BEGIN Source text
Speaker Details

Speaker 1

Mohan Kankanhalli

National University of Singapore

Mohan Kankanhalli is Provost's Chair Professor of Computer Science at the National University of Singapore (NUS), where he is the Director of the NUS AI Institute. He is also the Deputy Executive Chairman of AI Singapore, which is Singapore’s National AI R&D Program. Mohan obtained his BTech from IIT Kharagpur and MS & PhD from the Rensselaer Polytechnic Institute.

Mohan’s research interests are in Multimodal Computing, Computer Vision, and Trustworthy AI. As Director of NUS AI Institute, he leads initiatives on multimodal models and trustworthy machine learning. He is also engaged in leadership roles in multimedia computing such as being the Senior Editor of ACM Transactions on Multimedia Computing journal and the Associate Editor-in-Chief of IEEE Multimedia magazine.

Mohan is a member of World Economic Forum's Global Future Council on Artificial Intelligence. He is an IEEE Fellow.

Talk

Title: Safety and Trustworthiness Challenges for LLMs

Abstract: Safe deployment of LLMs is of significant concern nowadays due to the anticipated wide adoption of generative AI in businesses and daily life. However, there are many unresolved safety issues that are still being studied. We present two recent works in this area. The first is an empirical approach (PromptAttack) to audit the LLM’s adversarial robustness via a prompt-based adversarial attack. PromptAttack converts adversarial textual attacks into an attack prompt that can cause the victim LLM to output the adversarial sample to fool itself. It uses a fidelity filter to ensure that PromptAttack maintains the original semantic meanings of the adversarial examples. The second is a theoretical work about hallucinations in LLMs. Since it has been recognized as a serious issue with current models, there have been many mitigation strategies advanced. However, these efforts have mostly been empirical so it is not clear whether hallucinations can be completely eliminated. We formalize the problem and employ results from learning theory to show that it is impossible to eliminate hallucinations in LLMs. We will then discuss the challenges and open research questions in the field that can help towards safe deployment of LLMs.
END Source text
BEGIN Supplied entries
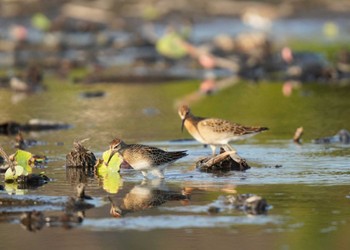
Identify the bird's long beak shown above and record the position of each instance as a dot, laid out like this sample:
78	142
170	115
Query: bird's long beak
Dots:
183	124
110	156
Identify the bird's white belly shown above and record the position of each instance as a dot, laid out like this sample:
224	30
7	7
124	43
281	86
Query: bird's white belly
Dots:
141	165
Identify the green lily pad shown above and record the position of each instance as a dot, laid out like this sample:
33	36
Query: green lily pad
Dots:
11	176
24	158
41	22
112	182
171	45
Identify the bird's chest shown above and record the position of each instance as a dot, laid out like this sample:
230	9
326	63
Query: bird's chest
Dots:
193	130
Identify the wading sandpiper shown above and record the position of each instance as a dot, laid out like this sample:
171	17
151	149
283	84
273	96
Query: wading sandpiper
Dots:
145	158
213	131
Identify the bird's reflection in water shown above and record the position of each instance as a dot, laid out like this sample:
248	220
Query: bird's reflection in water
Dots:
149	194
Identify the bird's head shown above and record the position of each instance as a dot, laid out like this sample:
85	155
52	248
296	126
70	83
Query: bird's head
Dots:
115	146
184	112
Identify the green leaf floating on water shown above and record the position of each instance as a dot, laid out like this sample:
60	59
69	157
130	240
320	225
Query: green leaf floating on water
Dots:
112	181
11	176
171	45
24	158
110	176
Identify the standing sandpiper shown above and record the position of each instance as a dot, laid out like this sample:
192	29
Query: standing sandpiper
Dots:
214	131
145	158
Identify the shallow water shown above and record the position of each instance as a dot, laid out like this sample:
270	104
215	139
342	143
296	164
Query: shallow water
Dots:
308	195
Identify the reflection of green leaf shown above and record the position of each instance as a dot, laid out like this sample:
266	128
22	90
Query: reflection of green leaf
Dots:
10	176
12	188
171	45
23	159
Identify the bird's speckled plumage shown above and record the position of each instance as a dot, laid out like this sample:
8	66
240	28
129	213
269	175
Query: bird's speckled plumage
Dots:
145	158
215	131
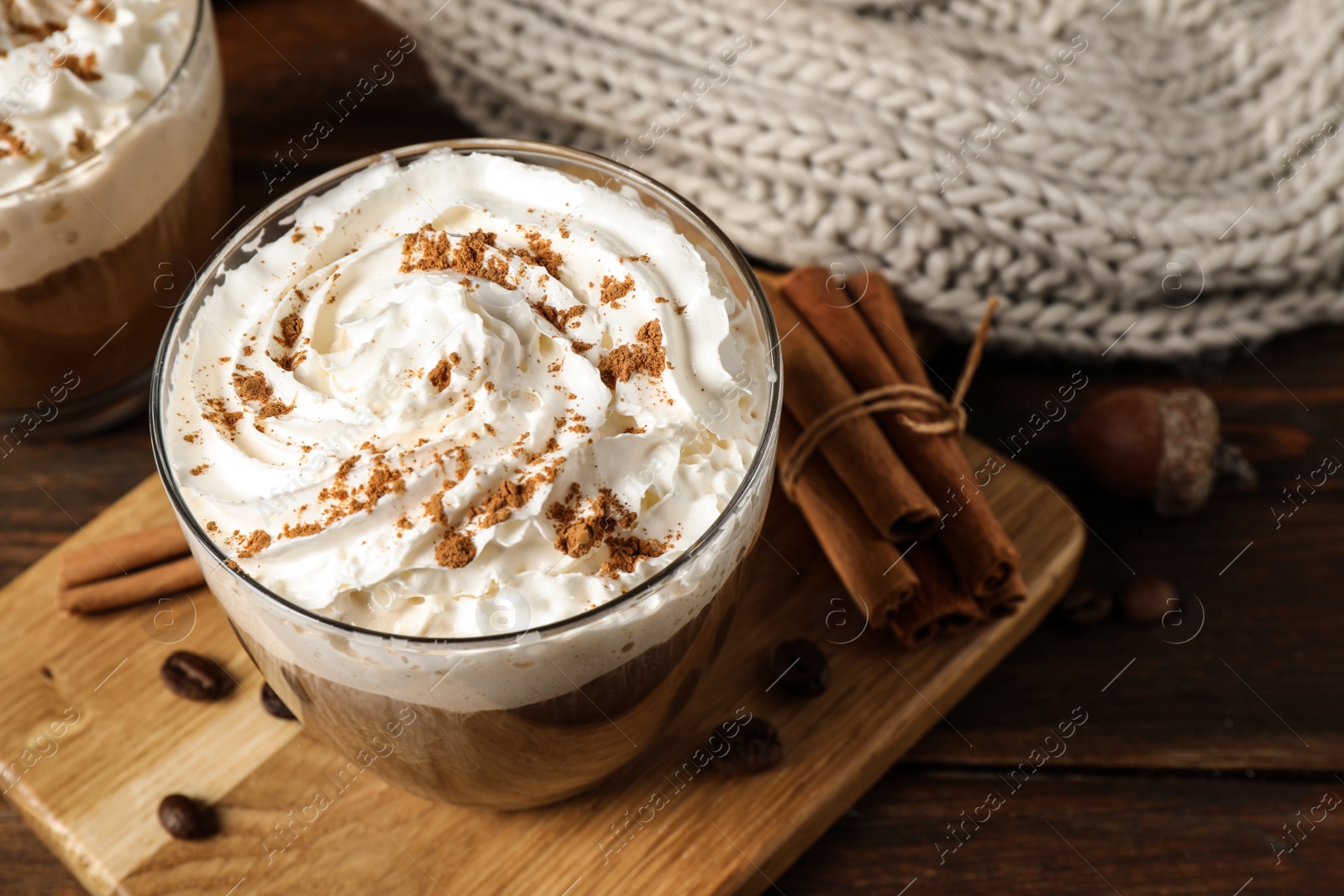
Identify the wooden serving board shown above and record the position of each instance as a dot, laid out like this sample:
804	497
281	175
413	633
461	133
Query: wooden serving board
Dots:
91	741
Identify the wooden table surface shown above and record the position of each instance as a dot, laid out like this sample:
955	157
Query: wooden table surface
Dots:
1195	755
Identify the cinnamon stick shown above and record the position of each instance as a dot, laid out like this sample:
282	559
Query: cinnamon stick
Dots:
944	605
858	452
981	553
120	555
124	590
869	566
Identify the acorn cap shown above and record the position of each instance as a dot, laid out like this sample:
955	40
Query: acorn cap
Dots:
1187	469
1164	446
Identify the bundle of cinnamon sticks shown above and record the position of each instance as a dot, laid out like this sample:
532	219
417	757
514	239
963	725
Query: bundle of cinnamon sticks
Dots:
889	493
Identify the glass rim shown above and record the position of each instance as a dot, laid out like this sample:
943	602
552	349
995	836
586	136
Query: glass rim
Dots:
64	174
757	469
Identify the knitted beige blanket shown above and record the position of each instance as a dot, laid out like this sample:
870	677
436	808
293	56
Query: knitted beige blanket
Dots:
1133	177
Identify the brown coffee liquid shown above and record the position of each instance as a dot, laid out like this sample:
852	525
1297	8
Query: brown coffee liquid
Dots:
511	758
69	320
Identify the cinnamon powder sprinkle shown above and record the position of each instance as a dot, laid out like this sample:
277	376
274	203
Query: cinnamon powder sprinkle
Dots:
291	328
430	250
443	372
558	318
81	145
222	419
257	542
613	289
544	255
253	387
454	551
11	144
645	356
628	553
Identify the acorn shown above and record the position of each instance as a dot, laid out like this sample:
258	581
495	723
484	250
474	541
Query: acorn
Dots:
1163	446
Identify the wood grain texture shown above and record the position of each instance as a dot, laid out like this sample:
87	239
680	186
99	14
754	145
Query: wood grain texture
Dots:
91	741
1274	614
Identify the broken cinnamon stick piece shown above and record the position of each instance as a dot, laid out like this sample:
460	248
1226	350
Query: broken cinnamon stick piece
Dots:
869	566
877	301
981	553
120	555
124	590
942	605
858	452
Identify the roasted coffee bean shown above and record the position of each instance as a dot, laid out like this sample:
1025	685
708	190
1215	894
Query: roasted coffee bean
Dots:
800	668
756	747
186	820
1085	605
272	703
195	678
1148	598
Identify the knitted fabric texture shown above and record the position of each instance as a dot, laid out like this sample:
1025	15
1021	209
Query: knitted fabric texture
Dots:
1160	172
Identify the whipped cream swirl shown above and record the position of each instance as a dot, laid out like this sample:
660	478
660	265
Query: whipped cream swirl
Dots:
73	76
104	114
465	385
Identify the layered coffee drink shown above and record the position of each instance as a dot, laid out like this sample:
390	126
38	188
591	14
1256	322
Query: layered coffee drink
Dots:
472	450
113	181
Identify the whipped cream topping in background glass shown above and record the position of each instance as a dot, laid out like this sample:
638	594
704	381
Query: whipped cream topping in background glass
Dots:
92	139
460	385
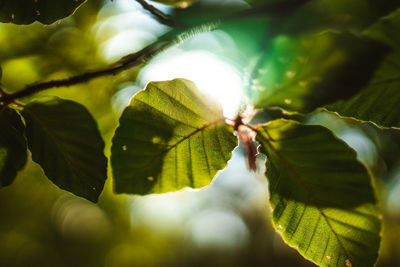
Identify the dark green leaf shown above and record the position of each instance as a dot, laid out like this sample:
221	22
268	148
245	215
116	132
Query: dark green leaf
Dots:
171	136
305	73
347	15
28	11
322	198
379	101
13	150
64	139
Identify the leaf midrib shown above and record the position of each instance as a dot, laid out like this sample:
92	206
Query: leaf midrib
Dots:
298	179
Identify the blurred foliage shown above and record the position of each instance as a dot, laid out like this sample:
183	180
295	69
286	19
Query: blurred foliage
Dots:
222	225
45	11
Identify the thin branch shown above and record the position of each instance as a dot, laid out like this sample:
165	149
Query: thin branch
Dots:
158	14
143	55
123	64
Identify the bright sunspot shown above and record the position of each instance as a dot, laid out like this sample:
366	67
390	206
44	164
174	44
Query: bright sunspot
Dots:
210	73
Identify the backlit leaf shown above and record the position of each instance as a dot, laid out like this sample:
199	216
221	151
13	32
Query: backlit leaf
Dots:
171	136
322	199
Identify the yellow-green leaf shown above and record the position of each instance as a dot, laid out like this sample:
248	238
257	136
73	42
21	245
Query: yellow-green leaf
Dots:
13	150
44	11
322	199
378	101
171	136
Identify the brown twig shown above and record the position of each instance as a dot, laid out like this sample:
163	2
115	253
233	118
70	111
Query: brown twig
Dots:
123	64
159	15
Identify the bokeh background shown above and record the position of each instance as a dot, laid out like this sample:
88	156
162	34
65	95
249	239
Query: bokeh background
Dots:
224	224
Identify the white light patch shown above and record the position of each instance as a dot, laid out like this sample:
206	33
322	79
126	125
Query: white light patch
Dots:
210	73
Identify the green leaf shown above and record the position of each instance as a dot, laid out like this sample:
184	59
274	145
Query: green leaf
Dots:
177	3
171	136
304	73
378	102
322	199
13	150
64	139
44	11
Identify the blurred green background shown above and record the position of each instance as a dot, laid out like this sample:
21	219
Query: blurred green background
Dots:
224	224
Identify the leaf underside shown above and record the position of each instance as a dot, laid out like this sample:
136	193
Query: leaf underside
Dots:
44	11
170	137
64	139
322	199
13	149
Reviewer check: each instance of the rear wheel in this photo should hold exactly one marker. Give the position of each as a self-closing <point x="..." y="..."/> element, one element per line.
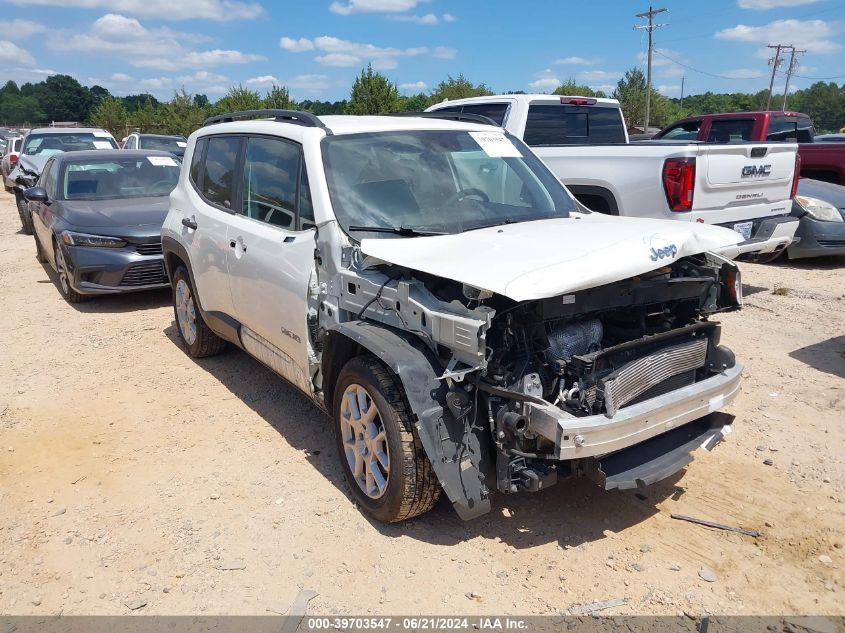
<point x="199" y="339"/>
<point x="26" y="218"/>
<point x="385" y="464"/>
<point x="70" y="295"/>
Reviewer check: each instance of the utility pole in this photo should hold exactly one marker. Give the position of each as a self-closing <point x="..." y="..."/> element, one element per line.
<point x="774" y="62"/>
<point x="650" y="28"/>
<point x="793" y="66"/>
<point x="682" y="92"/>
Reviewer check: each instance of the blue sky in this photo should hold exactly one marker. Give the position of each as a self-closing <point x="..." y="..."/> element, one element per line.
<point x="317" y="47"/>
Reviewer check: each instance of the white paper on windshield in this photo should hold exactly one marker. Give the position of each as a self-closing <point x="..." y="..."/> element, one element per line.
<point x="496" y="144"/>
<point x="162" y="161"/>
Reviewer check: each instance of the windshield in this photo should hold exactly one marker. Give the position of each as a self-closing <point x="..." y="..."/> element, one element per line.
<point x="129" y="178"/>
<point x="175" y="144"/>
<point x="438" y="181"/>
<point x="56" y="143"/>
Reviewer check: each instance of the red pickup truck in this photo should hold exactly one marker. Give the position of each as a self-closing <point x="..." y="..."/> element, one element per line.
<point x="820" y="161"/>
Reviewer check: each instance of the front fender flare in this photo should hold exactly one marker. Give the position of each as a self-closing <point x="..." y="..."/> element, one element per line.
<point x="455" y="452"/>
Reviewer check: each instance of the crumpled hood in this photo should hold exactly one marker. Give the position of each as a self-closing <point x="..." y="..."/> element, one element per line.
<point x="546" y="258"/>
<point x="122" y="212"/>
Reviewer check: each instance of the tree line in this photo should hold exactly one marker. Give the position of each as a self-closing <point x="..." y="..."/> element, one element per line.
<point x="63" y="98"/>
END Supplied entries
**Activity**
Set down, word for word, everything in the speaker page from "Mohan Kankanhalli is" down to "an IEEE Fellow.". Work from the speaker page alone.

**Problem solution**
Mohan Kankanhalli is Provost's Chair Professor of Computer Science at the National University of Singapore (NUS), where he is the Director of the NUS AI Institute. He is also the Deputy Executive Chairman of AI Singapore, which is Singapore’s National AI R&D Program. Mohan obtained his BTech from IIT Kharagpur and MS & PhD from the Rensselaer Polytechnic Institute.

Mohan’s research interests are in Multimodal Computing, Computer Vision, and Trustworthy AI. As Director of NUS AI Institute, he leads initiatives on multimodal models and trustworthy machine learning. He is also engaged in leadership roles in multimedia computing such as being the Senior Editor of ACM Transactions on Multimedia Computing journal and the Associate Editor-in-Chief of IEEE Multimedia magazine.

Mohan is a member of World Economic Forum's Global Future Council on Artificial Intelligence. He is an IEEE Fellow.